(Passage provided)

# Start your own food delivery business?



## SubTeacher (Jun 15, 2018)

https://www.mrdelivery.com/franchising


----------



## tohunt4me (Nov 23, 2015)

SubTeacher said:


> https://www.mrdelivery.com/franchising


No reason you cant.

Also
Start your own resturant !


----------



## GruveRecords (Nov 3, 2017)

SubTeacher said:


> https://www.mrdelivery.com/franchising


Ohh Mr Delivery is a scam. I tried it out in Tulsa last year when I was there.

They are a logistical nightmare. So unorganized and a terrible app.

Pay is worse than any app. They charge you like $7-8 weekly for their "driver kit" which includes delivery bag, shirt, and a stupid flag that is supposed to go on your car. It's robbery. They also charge you for "accounting services" which is basically just sending you a 1099. Can't be legal

They send you 7-8 miles for 1 mile deliveries that pay out like $4 or worse.

They also make you sign a non-compete clause so you can't use any other apps.

I could go on, but I can't believe they still exist as a company.


----------



## tohunt4me (Nov 23, 2015)

Nothing from stopping You from offering Your Services to Resturants & Individuals.
NOTHING.

GO FOR IT.


----------



## Uberdriver2710 (Jul 15, 2015)

tohunt4me said:


> Nothing from stopping You from offering Your Services to Resturants & Individuals.
> NOTHING.
> 
> GO FOR IT.


Interesting, I think this may be a good direction to head...

Now, about those pesky logistics.


----------



## dryverjohn (Jun 3, 2018)

(Short exercise)
Using the forum thread about starting a food delivery business, answer each question on its own line:
(a) In which city did GruveRecords try out Mr Delivery?
(b) What items come in the "driver kit"?
(c) What does Uberdriver2710 say still has to be dealt with?
The lines that come next are separate material, unrelated to the thread above.

(Extracted material)
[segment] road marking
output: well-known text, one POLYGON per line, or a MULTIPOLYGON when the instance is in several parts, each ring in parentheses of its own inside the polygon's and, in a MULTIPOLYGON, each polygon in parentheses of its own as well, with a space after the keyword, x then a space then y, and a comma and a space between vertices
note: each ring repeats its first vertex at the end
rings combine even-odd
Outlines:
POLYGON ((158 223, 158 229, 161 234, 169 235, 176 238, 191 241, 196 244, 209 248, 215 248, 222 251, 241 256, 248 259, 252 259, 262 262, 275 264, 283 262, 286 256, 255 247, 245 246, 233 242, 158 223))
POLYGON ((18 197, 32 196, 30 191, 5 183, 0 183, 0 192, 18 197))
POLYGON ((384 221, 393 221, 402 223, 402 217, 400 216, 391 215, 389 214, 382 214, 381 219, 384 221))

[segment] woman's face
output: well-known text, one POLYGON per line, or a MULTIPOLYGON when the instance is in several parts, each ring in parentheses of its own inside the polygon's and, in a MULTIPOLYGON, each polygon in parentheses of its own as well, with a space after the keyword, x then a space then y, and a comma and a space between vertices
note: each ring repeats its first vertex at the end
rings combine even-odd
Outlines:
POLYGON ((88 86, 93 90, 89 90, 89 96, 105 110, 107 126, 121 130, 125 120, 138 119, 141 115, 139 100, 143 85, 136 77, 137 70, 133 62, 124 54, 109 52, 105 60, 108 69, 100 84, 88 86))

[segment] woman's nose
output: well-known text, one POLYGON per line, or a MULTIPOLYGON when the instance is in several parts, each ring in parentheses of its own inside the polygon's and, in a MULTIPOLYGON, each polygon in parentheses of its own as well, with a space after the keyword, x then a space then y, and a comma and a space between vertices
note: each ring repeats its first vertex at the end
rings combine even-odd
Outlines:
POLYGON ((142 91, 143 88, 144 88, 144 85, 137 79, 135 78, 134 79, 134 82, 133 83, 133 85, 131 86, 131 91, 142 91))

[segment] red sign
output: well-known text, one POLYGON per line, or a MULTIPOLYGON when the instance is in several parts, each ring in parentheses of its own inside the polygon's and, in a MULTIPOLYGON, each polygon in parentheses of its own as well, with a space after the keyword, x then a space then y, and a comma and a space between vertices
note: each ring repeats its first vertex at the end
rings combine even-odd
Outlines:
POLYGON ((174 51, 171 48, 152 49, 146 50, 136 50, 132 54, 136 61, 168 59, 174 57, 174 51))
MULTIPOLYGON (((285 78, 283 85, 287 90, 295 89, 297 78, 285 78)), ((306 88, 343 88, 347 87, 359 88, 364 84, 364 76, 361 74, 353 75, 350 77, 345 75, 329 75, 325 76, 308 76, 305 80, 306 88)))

(Exercise solution)
(a) Tulsa
(b) A delivery bag, a shirt, and a flag meant to go on the car
(c) Logistics